» **What is required**
Each line below from the one containing "333L395 408L400 406V387H396L398" through the one containing "positive clicks: (347, 515) (354, 520)" should be output exactly as it stands, and no other line should appear.

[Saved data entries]
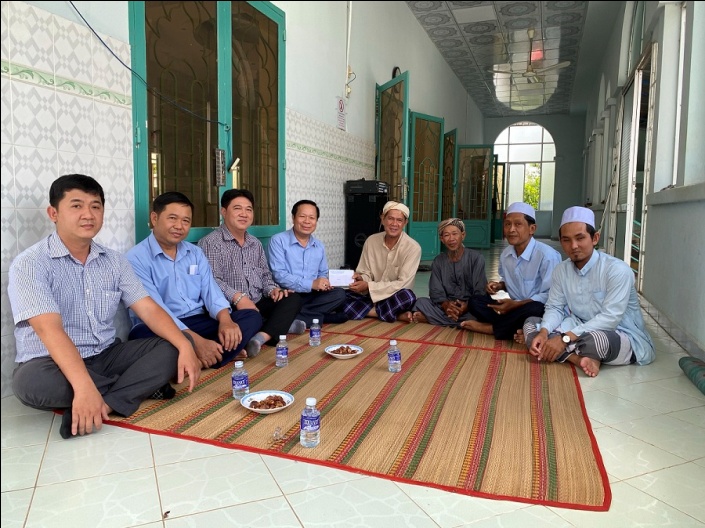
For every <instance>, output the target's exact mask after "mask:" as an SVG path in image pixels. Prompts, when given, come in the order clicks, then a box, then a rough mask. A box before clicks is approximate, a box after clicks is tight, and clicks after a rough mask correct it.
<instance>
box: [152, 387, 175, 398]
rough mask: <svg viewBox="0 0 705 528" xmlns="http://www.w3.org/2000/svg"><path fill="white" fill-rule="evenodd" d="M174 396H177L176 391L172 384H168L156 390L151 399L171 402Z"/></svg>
mask: <svg viewBox="0 0 705 528" xmlns="http://www.w3.org/2000/svg"><path fill="white" fill-rule="evenodd" d="M174 396H176V389H175V388H174V387H172V386H171V384H170V383H167V384H165V385H163V386H161V387H159V388H158V389H157V390H155V391H154V392H153V393H152V395H151V396H150V399H152V400H171V399H172V398H173V397H174Z"/></svg>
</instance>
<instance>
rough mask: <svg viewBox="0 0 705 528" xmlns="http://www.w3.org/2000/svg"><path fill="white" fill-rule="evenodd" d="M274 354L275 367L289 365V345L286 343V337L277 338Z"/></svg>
mask: <svg viewBox="0 0 705 528" xmlns="http://www.w3.org/2000/svg"><path fill="white" fill-rule="evenodd" d="M276 354H277V359H276V363H275V364H276V366H277V367H286V366H287V365H288V364H289V343H287V342H286V335H281V336H279V342H278V343H277V352H276Z"/></svg>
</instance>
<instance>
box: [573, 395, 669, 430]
mask: <svg viewBox="0 0 705 528" xmlns="http://www.w3.org/2000/svg"><path fill="white" fill-rule="evenodd" d="M583 397H584V399H585V408H586V409H587V412H588V415H589V416H590V417H591V418H595V419H596V420H598V421H600V422H602V423H603V424H605V425H612V424H615V423H619V422H626V421H629V420H635V419H639V418H644V417H647V416H653V415H654V414H656V411H654V410H653V409H649V408H647V407H644V406H642V405H639V404H636V403H633V402H630V401H628V400H623V399H622V398H618V397H617V396H614V395H612V394H608V393H606V392H603V391H602V390H599V391H590V392H586V393H584V394H583Z"/></svg>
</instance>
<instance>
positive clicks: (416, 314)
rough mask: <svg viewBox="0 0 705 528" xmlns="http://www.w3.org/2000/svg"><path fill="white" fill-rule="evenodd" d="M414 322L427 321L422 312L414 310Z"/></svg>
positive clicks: (426, 319)
mask: <svg viewBox="0 0 705 528" xmlns="http://www.w3.org/2000/svg"><path fill="white" fill-rule="evenodd" d="M414 322H416V323H428V319H426V316H425V315H424V314H423V312H414Z"/></svg>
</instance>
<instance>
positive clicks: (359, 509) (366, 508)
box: [287, 477, 438, 528]
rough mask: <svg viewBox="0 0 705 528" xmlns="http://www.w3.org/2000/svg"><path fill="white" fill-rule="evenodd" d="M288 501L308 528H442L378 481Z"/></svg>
mask: <svg viewBox="0 0 705 528" xmlns="http://www.w3.org/2000/svg"><path fill="white" fill-rule="evenodd" d="M287 498H288V500H289V504H291V507H292V508H293V509H294V512H295V513H296V515H297V517H298V518H299V520H300V521H301V523H302V524H303V525H304V526H305V527H306V528H314V527H325V528H328V527H333V526H335V527H348V526H350V527H353V526H355V527H359V526H364V527H366V528H373V527H380V528H392V527H400V528H401V527H411V526H418V527H426V526H428V527H437V526H438V525H437V524H436V523H434V522H433V521H432V520H431V519H430V518H429V517H428V516H427V515H426V514H425V513H424V512H423V510H421V508H419V507H418V506H417V505H416V504H415V503H414V502H413V501H412V500H411V499H410V498H409V497H408V496H407V495H406V494H405V493H404V492H402V490H401V489H399V488H398V487H397V486H396V485H395V484H394V483H393V482H391V481H388V480H382V479H377V478H374V477H367V478H364V479H361V480H354V481H352V482H345V483H342V484H335V485H333V486H328V487H325V488H316V489H312V490H306V491H301V492H299V493H293V494H291V495H288V496H287Z"/></svg>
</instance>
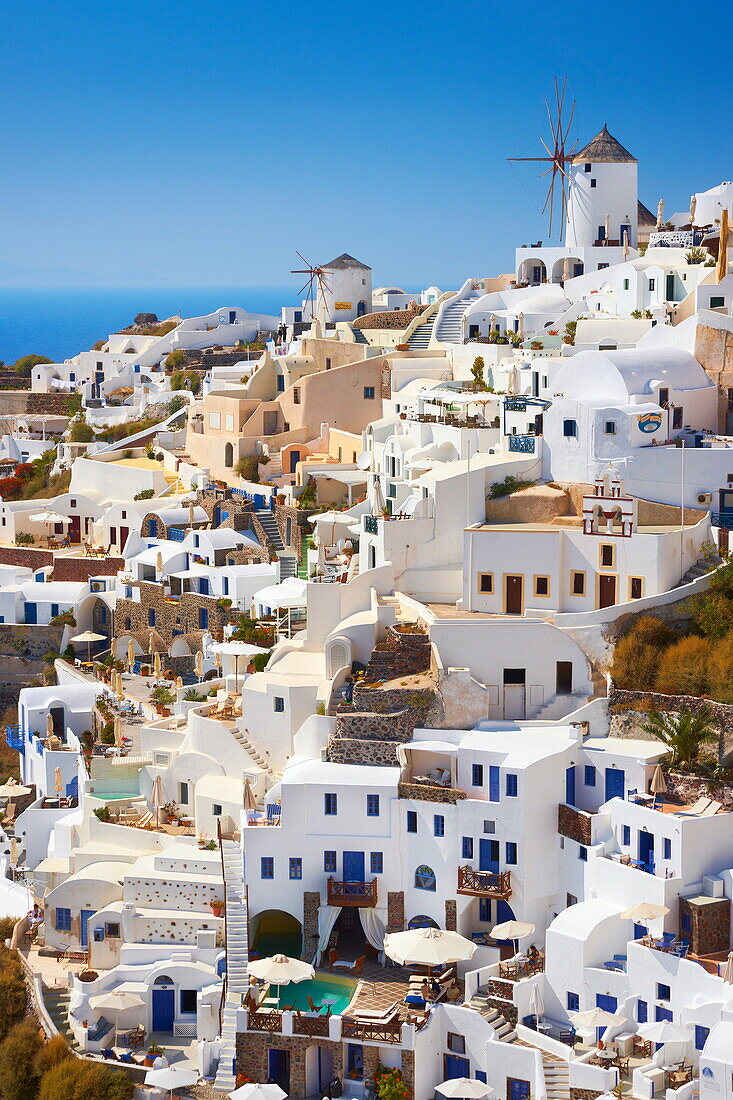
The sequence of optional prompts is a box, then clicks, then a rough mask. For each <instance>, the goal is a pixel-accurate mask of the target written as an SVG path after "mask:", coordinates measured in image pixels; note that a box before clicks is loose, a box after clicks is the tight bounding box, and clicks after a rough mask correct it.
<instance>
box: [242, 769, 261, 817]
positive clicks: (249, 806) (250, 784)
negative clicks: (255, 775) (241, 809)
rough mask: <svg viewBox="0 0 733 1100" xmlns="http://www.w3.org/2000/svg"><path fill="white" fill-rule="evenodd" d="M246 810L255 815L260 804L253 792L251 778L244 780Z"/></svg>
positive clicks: (245, 808)
mask: <svg viewBox="0 0 733 1100" xmlns="http://www.w3.org/2000/svg"><path fill="white" fill-rule="evenodd" d="M244 809H245V810H248V811H250V812H251V813H253V812H254V811H255V810H256V809H258V802H256V799H255V798H254V791H253V790H252V784H251V783H250V780H249V778H247V779H245V780H244Z"/></svg>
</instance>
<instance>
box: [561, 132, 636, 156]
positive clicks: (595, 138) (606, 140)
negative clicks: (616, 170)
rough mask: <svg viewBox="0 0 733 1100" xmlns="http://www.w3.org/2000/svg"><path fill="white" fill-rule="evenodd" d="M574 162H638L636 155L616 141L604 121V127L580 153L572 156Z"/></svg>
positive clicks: (618, 142) (591, 140) (582, 147)
mask: <svg viewBox="0 0 733 1100" xmlns="http://www.w3.org/2000/svg"><path fill="white" fill-rule="evenodd" d="M572 163H573V164H636V157H635V156H632V154H631V153H630V152H628V150H627V149H624V147H623V145H622V144H621V142H619V141H616V139H615V138H614V136H613V134H610V133H609V129H608V127H606V125H605V123H603V129H602V130H601V131H600V132H599V133H597V134H595V136H594V138H593V139H592V140H591V141H589V142H588V145H584V146H583V147H582V149H581V150H580V152H579V153H576V154H575V156H573V157H572Z"/></svg>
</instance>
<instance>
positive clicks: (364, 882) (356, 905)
mask: <svg viewBox="0 0 733 1100" xmlns="http://www.w3.org/2000/svg"><path fill="white" fill-rule="evenodd" d="M328 904H329V905H339V906H341V908H350V909H373V908H374V905H376V879H372V881H371V882H337V880H336V879H329V880H328Z"/></svg>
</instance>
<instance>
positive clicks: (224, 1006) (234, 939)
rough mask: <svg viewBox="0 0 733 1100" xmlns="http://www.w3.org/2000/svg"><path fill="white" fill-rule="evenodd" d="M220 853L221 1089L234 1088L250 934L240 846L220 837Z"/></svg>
mask: <svg viewBox="0 0 733 1100" xmlns="http://www.w3.org/2000/svg"><path fill="white" fill-rule="evenodd" d="M221 854H222V860H223V872H225V897H226V899H227V913H226V930H227V999H226V1001H225V1005H223V1012H222V1014H221V1036H220V1038H221V1051H220V1054H219V1065H218V1067H217V1076H216V1080H215V1082H214V1087H215V1089H217V1090H220V1091H222V1092H231V1091H232V1090H233V1088H234V1084H236V1078H234V1059H236V1057H237V1010H238V1009H239V1008H240V1007H241V1003H242V997H243V996H244V993H245V992H247V990H248V988H249V975H248V964H249V957H250V956H249V935H248V927H247V902H245V900H244V898H245V894H244V877H243V872H242V849H241V847H240V845H239V842H238V840H222V842H221Z"/></svg>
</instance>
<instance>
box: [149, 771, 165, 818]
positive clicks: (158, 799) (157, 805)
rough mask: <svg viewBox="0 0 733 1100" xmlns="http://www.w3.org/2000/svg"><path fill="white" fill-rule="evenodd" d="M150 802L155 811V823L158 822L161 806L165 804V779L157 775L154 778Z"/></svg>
mask: <svg viewBox="0 0 733 1100" xmlns="http://www.w3.org/2000/svg"><path fill="white" fill-rule="evenodd" d="M150 804H151V806H152V807H153V810H154V811H155V824H156V825H157V824H158V818H160V814H161V806H164V805H165V793H164V791H163V780H162V779H161V777H160V775H156V777H155V779H154V780H153V789H152V791H151V792H150Z"/></svg>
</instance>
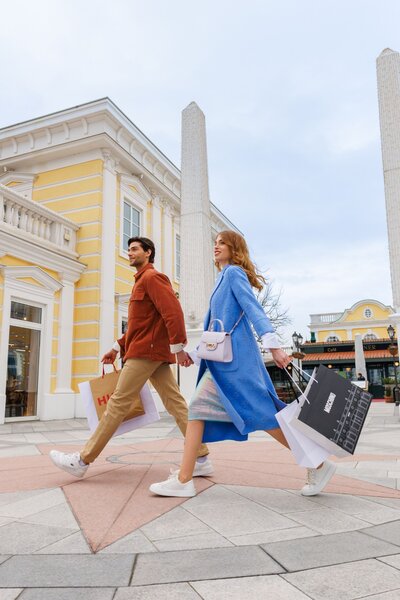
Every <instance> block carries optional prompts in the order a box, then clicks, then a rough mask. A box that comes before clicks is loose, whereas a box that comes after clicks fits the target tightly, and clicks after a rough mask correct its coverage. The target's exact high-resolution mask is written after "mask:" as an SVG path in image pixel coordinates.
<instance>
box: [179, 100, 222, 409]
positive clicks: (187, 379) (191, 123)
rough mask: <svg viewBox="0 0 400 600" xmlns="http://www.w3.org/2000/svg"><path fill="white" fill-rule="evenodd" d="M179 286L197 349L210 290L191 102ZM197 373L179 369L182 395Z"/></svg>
mask: <svg viewBox="0 0 400 600" xmlns="http://www.w3.org/2000/svg"><path fill="white" fill-rule="evenodd" d="M180 235H181V285H180V294H179V295H180V300H181V303H182V308H183V312H184V315H185V322H186V330H187V334H188V349H191V348H194V347H196V346H197V345H198V342H199V340H200V335H201V332H202V331H203V319H204V315H205V313H206V311H207V308H208V303H209V298H210V294H211V291H212V289H213V286H214V267H213V249H212V235H211V217H210V196H209V189H208V166H207V142H206V124H205V117H204V114H203V112H202V111H201V110H200V108H199V107H198V106H197V104H196V103H195V102H191V103H190V104H189V106H187V107H186V108H185V110H183V112H182V163H181V224H180ZM196 375H197V369H195V368H194V367H190V368H188V369H182V368H181V369H180V385H181V391H182V393H183V395H184V396H185V397H186V398H187V399H189V398H190V396H191V394H192V393H193V391H194V385H195V380H196Z"/></svg>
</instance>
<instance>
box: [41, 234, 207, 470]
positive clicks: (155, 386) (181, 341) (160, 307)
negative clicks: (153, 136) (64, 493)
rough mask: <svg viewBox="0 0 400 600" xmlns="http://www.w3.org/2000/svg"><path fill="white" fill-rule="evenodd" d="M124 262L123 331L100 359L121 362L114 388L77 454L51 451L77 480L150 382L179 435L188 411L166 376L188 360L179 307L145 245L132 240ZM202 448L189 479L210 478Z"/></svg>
mask: <svg viewBox="0 0 400 600" xmlns="http://www.w3.org/2000/svg"><path fill="white" fill-rule="evenodd" d="M128 256H129V263H130V265H131V266H132V267H135V268H136V274H135V285H134V286H133V289H132V294H131V298H130V302H129V309H128V327H127V330H126V332H125V334H124V335H123V336H122V337H121V338H120V339H119V340H118V341H117V342H115V344H114V346H113V347H112V349H111V350H109V352H107V353H106V354H105V355H104V356H103V358H102V359H101V360H102V362H103V363H107V364H112V363H114V361H115V359H116V358H117V355H118V352H121V356H122V358H123V361H124V367H123V369H122V371H121V374H120V376H119V380H118V384H117V387H116V389H115V391H114V393H113V394H112V396H111V398H110V400H109V401H108V404H107V409H106V411H105V412H104V414H103V416H102V418H101V420H100V422H99V424H98V426H97V428H96V430H95V432H94V433H93V435H92V436H91V437H90V439H89V440H88V442H87V443H86V445H85V447H84V448H83V450H82V451H81V452H76V453H74V454H65V453H63V452H58V451H57V450H52V451H51V452H50V458H51V460H52V461H53V463H54V464H55V465H56V466H57V467H59V468H60V469H63V470H64V471H67V472H68V473H71V474H72V475H75V476H76V477H83V476H84V474H85V473H86V471H87V469H88V467H89V465H90V463H91V462H93V461H94V460H95V459H96V458H97V456H98V455H99V454H100V452H101V451H102V450H103V448H104V447H105V446H106V444H107V443H108V441H109V440H110V438H111V437H112V435H113V434H114V432H115V431H116V430H117V428H118V426H119V425H120V424H121V422H122V421H123V419H124V418H125V416H126V415H127V413H128V412H129V409H130V407H131V404H132V398H134V397H135V395H137V393H138V392H139V391H140V390H141V389H142V387H143V386H144V384H145V383H146V381H148V380H150V381H151V383H152V384H153V385H154V387H155V389H156V390H157V392H158V393H159V395H160V398H161V400H162V402H163V404H164V406H165V408H166V410H167V411H168V412H169V413H170V414H171V415H172V416H173V417H174V419H175V421H176V423H177V425H178V427H179V429H180V430H181V432H182V433H183V435H185V433H186V426H187V415H188V409H187V404H186V401H185V399H184V398H183V396H182V395H181V393H180V391H179V387H178V385H177V383H176V381H175V378H174V376H173V374H172V371H171V368H170V366H169V364H170V363H175V362H176V360H177V361H178V363H179V365H181V366H184V367H186V366H189V365H190V364H191V363H192V361H191V359H190V357H189V355H188V354H187V353H186V352H185V351H184V349H183V348H184V346H185V345H186V331H185V323H184V318H183V312H182V308H181V306H180V304H179V302H178V300H177V298H176V296H175V294H174V291H173V289H172V286H171V283H170V281H169V279H168V277H167V276H166V275H164V274H163V273H159V272H158V271H156V270H155V268H154V265H153V263H154V257H155V247H154V244H153V242H152V241H151V240H149V239H148V238H144V237H133V238H131V239H130V240H129V241H128ZM207 455H208V449H207V446H205V445H204V444H202V445H201V447H200V449H199V452H198V457H199V458H198V460H197V462H196V469H195V473H194V474H195V475H198V476H201V475H211V474H212V472H213V467H212V464H211V461H210V460H209V459H208V458H207Z"/></svg>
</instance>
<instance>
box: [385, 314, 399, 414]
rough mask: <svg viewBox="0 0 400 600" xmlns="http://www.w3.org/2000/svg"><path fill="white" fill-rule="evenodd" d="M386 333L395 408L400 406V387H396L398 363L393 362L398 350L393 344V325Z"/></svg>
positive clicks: (396, 346) (392, 325) (396, 386)
mask: <svg viewBox="0 0 400 600" xmlns="http://www.w3.org/2000/svg"><path fill="white" fill-rule="evenodd" d="M387 332H388V336H389V339H390V346H389V348H388V350H389V352H390V354H391V355H392V356H393V368H394V380H395V386H394V388H393V401H394V402H395V403H396V406H399V404H400V387H399V386H398V381H397V365H398V363H397V362H396V361H395V358H394V357H395V356H396V354H397V352H398V348H397V345H396V344H395V343H394V336H395V333H396V332H395V329H394V327H393V325H389V327H388V328H387Z"/></svg>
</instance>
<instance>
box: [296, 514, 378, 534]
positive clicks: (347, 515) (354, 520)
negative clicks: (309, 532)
mask: <svg viewBox="0 0 400 600" xmlns="http://www.w3.org/2000/svg"><path fill="white" fill-rule="evenodd" d="M290 518H291V519H293V520H294V521H297V522H298V523H301V524H302V525H305V526H306V527H309V528H310V529H315V531H319V533H326V534H329V533H340V532H342V531H354V530H355V529H362V528H363V527H367V526H368V522H367V521H362V520H361V519H357V518H356V517H352V516H350V515H345V514H344V513H342V512H340V511H338V510H334V509H333V508H315V510H308V511H306V512H298V513H290Z"/></svg>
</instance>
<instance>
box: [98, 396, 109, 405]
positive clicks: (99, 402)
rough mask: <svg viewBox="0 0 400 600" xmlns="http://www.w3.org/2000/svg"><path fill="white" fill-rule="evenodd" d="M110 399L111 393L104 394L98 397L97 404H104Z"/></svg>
mask: <svg viewBox="0 0 400 600" xmlns="http://www.w3.org/2000/svg"><path fill="white" fill-rule="evenodd" d="M109 399H110V394H107V395H106V396H103V397H102V398H100V397H99V398H97V404H98V405H99V406H101V405H102V404H107V402H108V401H109Z"/></svg>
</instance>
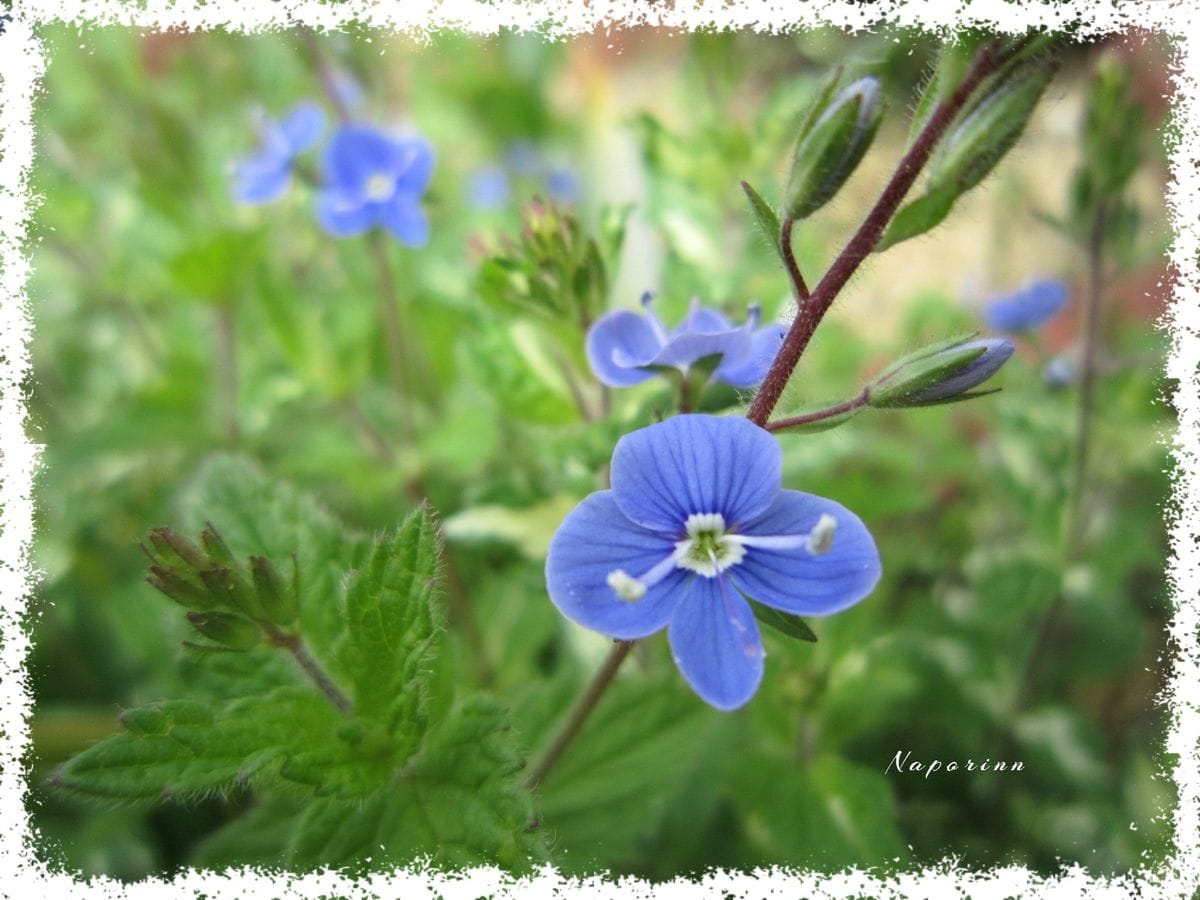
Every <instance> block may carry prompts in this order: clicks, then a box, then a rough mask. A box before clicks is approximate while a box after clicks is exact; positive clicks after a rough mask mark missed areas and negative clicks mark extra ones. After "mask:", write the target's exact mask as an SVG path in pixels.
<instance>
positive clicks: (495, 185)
mask: <svg viewBox="0 0 1200 900" xmlns="http://www.w3.org/2000/svg"><path fill="white" fill-rule="evenodd" d="M467 199H468V200H469V202H470V205H472V206H474V208H475V209H498V208H499V206H503V205H504V202H505V200H506V199H509V176H508V175H505V174H504V169H502V168H500V167H499V166H484V167H482V168H479V169H475V172H473V173H472V175H470V178H469V179H468V181H467Z"/></svg>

» **Exercise result**
rough mask: <svg viewBox="0 0 400 600" xmlns="http://www.w3.org/2000/svg"><path fill="white" fill-rule="evenodd" d="M386 333L395 408L400 406V387H396L398 363L393 362L398 350L393 344V325Z"/></svg>
positive clicks: (396, 346) (392, 325) (396, 386)
mask: <svg viewBox="0 0 400 600" xmlns="http://www.w3.org/2000/svg"><path fill="white" fill-rule="evenodd" d="M387 332H388V336H389V339H390V346H389V348H388V350H389V352H390V354H391V355H392V356H393V368H394V380H395V386H394V388H393V401H394V402H395V403H396V406H399V404H400V387H399V386H398V381H397V365H398V363H397V362H396V361H395V358H394V357H395V356H396V354H397V352H398V348H397V345H396V344H395V343H394V336H395V333H396V332H395V329H394V327H393V325H389V327H388V328H387Z"/></svg>
</instance>
<instance>
box: [296, 514, 378, 534]
positive clicks: (347, 515) (354, 520)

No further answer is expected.